RECORD EXTRACTS:
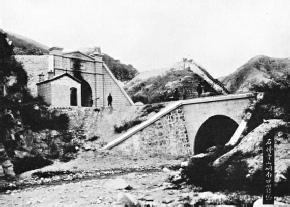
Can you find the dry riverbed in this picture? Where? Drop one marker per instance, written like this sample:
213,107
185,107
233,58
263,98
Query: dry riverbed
110,179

TASK DETAILS:
You need to copy every entry exactly, taking out only the pictures.

ANSWER SPACE:
Can you find the dry riverbed in this picture? Where? Drop one marker per instance, written like this sample:
213,107
185,107
233,58
263,98
Query: dry riverbed
110,179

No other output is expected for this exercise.